::: Document extract
Submit to Digest

Algorithmic Due Process: Mistaken Accountability and Attribution in State v. Loomis

Commentary Notes First Amendment

Algorithms are eating the world.[1] Every industry, from education to health to finance to media, is embracing algorithmic trends,[2] and the justice system is no exception. Police departments are engaging algorithms to make communities safer.[3] States are using algorithms to replace outdated, discriminatory bail systems.[4] And parole boards are relying on algorithms to reduce recidivism risk.[5] On the whole, algorithms in the law are promising; they allow actors to most effectively deploy constrained resources to modernize practices, reduce bias, and deliver justice.

But, there is one application of algorithms to the law that is constitutionally, technically, and morally troubling: algorithmic-based sentencing. States are increasingly allowing, or even requiring, judges to consider actuarial risk assessment scores in sentencing decisions.[6] Recently, in State v. Loomis, the Supreme Court of Wisconsin held that the use of a proprietary risk assessment tool—called COMPAS, the algorithm was originally developed to help parole boards assess recidivism risk—at sentencing, did not violate the defendant’s due process rights to be sentenced (a) individually and (b) using accurate information.[7] COMPAS’s author, Northpointe, Inc., refused to disclose its methodology to the court and the defendant;[8] however, COMPAS’s output—a risk assessment score—was referenced by both the State and the trial court during sentencing. Because the algorithm deemed the defendant to be at high risk of recidivism, the sentencing court denied him the possibility of parole and handed down a six year sentence.[9]

Despite upholding COMPAS’s constitutionality, the Court placed numerous restrictions on its use. The algorithm could not be used to determine whether an offender would be incarcerated, or to calculate the length of his or her sentence.[10] Its use had to be accompanied with an independent rationale for the sentence, and any Presentence Investigation Reports containing the score had to contain an elaborate, five-part warning about the algorithm’s limited utility.[11] The defendant appealed to the Supreme Court, which declined to hear the case.[12] 

That the court allowed an algorithm, into which actors in the justice system have limited visibility, to play even the slightest role in depriving an individual of his liberty is arguably unconstitutional and certainly troubling, from both a technical and a moral standpoint. The Wisconsin Supreme Court’s opinion, as well as the briefs on appeal, reflect fundamental misunderstandings about how an algorithm like COMPAS might work, and what safeguards would allow it to be useful in sentencing. However, these misunderstandings are also a window into a more promising framework, which would allow algorithms to lend their power to the justice system without raising constitutional, technical, or moral concerns.
::::::
> _Exercise task_: Copy the Loomis commentary word for word from "Submit to Digest" to "and deliver justice.".
::: Data block
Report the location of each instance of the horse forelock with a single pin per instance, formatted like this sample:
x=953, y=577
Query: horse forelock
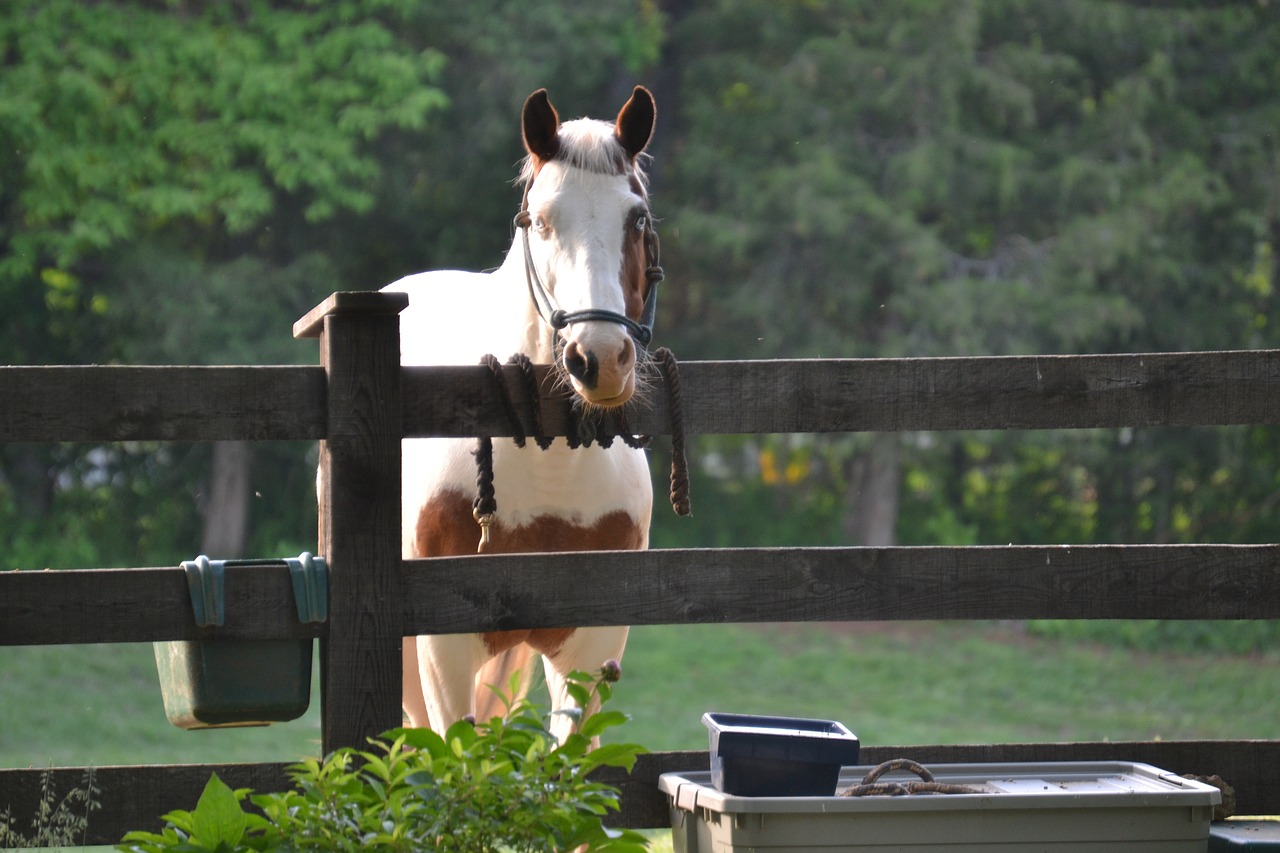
x=593, y=146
::::::
> _Full solution_:
Submit to Digest

Algorithmic Due Process: Mistaken Accountability and Attribution in State v. Loomis

Commentary Notes First Amendment

Algorithms are eating the world.[1] Every industry, from education to health to finance to media, is embracing algorithmic trends,[2] and the justice system is no exception. Police departments are engaging algorithms to make communities safer.[3] States are using algorithms to replace outdated, discriminatory bail systems.[4] And parole boards are relying on algorithms to reduce recidivism risk.[5] On the whole, algorithms in the law are promising; they allow actors to most effectively deploy constrained resources to modernize practices, reduce bias, and deliver justice.